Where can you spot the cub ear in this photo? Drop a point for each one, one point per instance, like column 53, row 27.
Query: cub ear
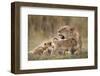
column 72, row 29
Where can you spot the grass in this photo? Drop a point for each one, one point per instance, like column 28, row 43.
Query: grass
column 84, row 54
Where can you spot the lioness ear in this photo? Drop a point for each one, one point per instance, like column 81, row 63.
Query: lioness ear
column 44, row 43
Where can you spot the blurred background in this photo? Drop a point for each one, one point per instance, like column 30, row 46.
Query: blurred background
column 42, row 28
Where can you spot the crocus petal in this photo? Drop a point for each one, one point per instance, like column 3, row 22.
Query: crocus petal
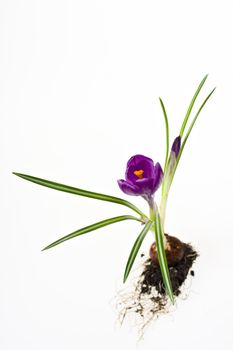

________________________________________

» **REQUIREMENTS**
Copy everything from the start of the material down to and including the line with "column 72, row 29". Leave the pictures out.

» **TASK SOLUTION**
Where can you spot the cub ear in this photo? Drop a point for each one, one point per instance, like column 53, row 27.
Query: cub ear
column 72, row 29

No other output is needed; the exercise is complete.